Rescale the lines of the listing below, from the line containing "stone ruin, the" through the end of the listing, inclusive, and reproduce only those lines, requests included. Multiply every point coordinate in the answers by 2 and round each result to a whole number, with halves rounded up.

+++

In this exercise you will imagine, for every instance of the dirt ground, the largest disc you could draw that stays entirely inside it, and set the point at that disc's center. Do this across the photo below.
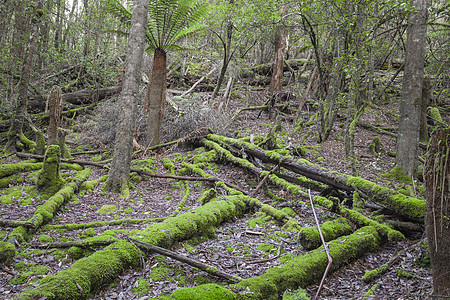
(236, 246)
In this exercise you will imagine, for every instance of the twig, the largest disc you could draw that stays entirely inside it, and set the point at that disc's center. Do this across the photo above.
(192, 262)
(260, 261)
(262, 181)
(330, 260)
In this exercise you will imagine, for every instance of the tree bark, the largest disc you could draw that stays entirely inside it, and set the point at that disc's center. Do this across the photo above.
(156, 95)
(408, 131)
(120, 168)
(437, 220)
(22, 101)
(278, 63)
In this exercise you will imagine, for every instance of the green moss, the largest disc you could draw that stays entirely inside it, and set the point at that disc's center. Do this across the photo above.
(11, 169)
(7, 253)
(107, 209)
(89, 232)
(206, 195)
(28, 270)
(299, 294)
(142, 288)
(397, 174)
(204, 292)
(75, 252)
(49, 180)
(87, 275)
(44, 238)
(308, 269)
(405, 274)
(309, 237)
(370, 292)
(162, 272)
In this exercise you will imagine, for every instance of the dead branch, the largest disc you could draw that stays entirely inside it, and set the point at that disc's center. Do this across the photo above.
(79, 243)
(330, 260)
(192, 262)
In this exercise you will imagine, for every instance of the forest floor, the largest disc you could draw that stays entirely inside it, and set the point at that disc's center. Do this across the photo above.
(246, 247)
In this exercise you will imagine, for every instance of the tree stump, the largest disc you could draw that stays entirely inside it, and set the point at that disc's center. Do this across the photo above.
(437, 221)
(49, 180)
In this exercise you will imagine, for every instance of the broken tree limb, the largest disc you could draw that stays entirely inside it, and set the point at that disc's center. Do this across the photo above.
(405, 206)
(101, 224)
(198, 81)
(88, 96)
(330, 259)
(192, 262)
(81, 243)
(307, 269)
(11, 223)
(309, 171)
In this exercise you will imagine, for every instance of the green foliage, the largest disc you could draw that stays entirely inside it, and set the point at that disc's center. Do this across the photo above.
(169, 21)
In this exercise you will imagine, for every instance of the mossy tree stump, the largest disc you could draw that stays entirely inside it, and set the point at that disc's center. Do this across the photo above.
(49, 180)
(437, 219)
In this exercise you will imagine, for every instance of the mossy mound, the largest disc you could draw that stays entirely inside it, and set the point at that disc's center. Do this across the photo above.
(107, 209)
(7, 253)
(204, 292)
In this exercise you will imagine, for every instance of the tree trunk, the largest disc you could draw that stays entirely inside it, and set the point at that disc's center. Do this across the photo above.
(408, 130)
(22, 101)
(226, 58)
(156, 95)
(120, 168)
(278, 63)
(437, 220)
(54, 104)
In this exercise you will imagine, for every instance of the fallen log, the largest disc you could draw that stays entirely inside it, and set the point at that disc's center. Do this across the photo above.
(405, 206)
(89, 96)
(309, 237)
(88, 275)
(308, 269)
(192, 262)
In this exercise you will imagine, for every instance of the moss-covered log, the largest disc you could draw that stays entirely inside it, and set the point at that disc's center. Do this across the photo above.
(100, 224)
(309, 237)
(87, 275)
(308, 269)
(301, 167)
(408, 207)
(45, 212)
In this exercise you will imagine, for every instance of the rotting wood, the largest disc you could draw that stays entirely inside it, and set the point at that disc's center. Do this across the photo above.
(139, 171)
(306, 170)
(81, 243)
(88, 96)
(11, 223)
(192, 262)
(101, 224)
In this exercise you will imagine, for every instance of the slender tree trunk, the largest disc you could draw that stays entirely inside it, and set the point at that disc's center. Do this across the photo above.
(226, 58)
(22, 99)
(156, 95)
(120, 167)
(278, 63)
(408, 130)
(437, 219)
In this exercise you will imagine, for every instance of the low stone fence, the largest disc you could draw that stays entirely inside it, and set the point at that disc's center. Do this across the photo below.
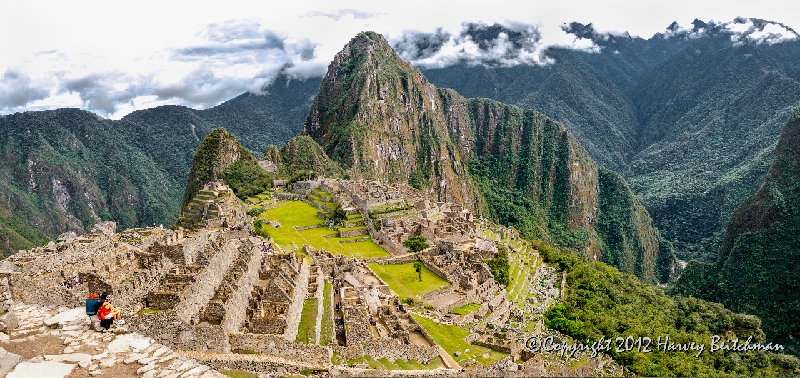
(301, 228)
(391, 349)
(166, 328)
(276, 345)
(252, 362)
(351, 233)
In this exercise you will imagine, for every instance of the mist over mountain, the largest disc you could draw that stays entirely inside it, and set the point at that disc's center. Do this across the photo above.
(66, 169)
(689, 116)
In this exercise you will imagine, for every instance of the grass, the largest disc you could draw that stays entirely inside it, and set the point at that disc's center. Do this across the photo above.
(238, 374)
(307, 331)
(465, 309)
(385, 364)
(327, 322)
(451, 338)
(299, 213)
(404, 281)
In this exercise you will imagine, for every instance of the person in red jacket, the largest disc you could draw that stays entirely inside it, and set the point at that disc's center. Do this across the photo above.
(107, 313)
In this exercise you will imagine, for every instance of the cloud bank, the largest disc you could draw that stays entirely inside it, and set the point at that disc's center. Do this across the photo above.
(219, 60)
(506, 45)
(232, 57)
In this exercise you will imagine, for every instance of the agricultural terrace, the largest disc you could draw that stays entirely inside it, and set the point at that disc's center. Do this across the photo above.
(404, 280)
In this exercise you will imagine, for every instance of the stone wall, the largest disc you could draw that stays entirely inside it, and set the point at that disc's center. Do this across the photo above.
(278, 346)
(320, 295)
(166, 328)
(351, 233)
(296, 308)
(5, 292)
(129, 295)
(390, 349)
(197, 295)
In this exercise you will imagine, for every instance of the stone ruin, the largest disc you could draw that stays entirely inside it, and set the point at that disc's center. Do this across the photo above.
(209, 291)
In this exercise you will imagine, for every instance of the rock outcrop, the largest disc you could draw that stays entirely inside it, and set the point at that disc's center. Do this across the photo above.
(382, 120)
(758, 263)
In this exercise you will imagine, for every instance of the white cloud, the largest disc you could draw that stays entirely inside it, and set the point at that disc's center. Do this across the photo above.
(116, 57)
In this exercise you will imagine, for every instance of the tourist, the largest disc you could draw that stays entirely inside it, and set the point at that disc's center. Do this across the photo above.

+++

— ANSWER TO THE PROBLEM —
In this exercise you will imagine, for every instance of the stone ruin, the largest disc you could draw that stays entirely inside it, and set the point at that disc's center. Do this across the photo above.
(418, 582)
In this exercise you will imagine, for every instance of the rock outcrop, the largest disc you could draw that stays entirely inside it, and set the point at that disc's center. Do this across the photo above.
(764, 240)
(1516, 526)
In this exercise you will imagine, for every instance of the white cloud, the largest disc you could draw that stays entirely inside it, and set the point at that disc's center. Do this across the photo above.
(232, 114)
In this exercise you will imagine, for every instance of the tourist, the largest disc you could draw that stays entirely inside it, and set the point at that disc's center. Do this across the photo above.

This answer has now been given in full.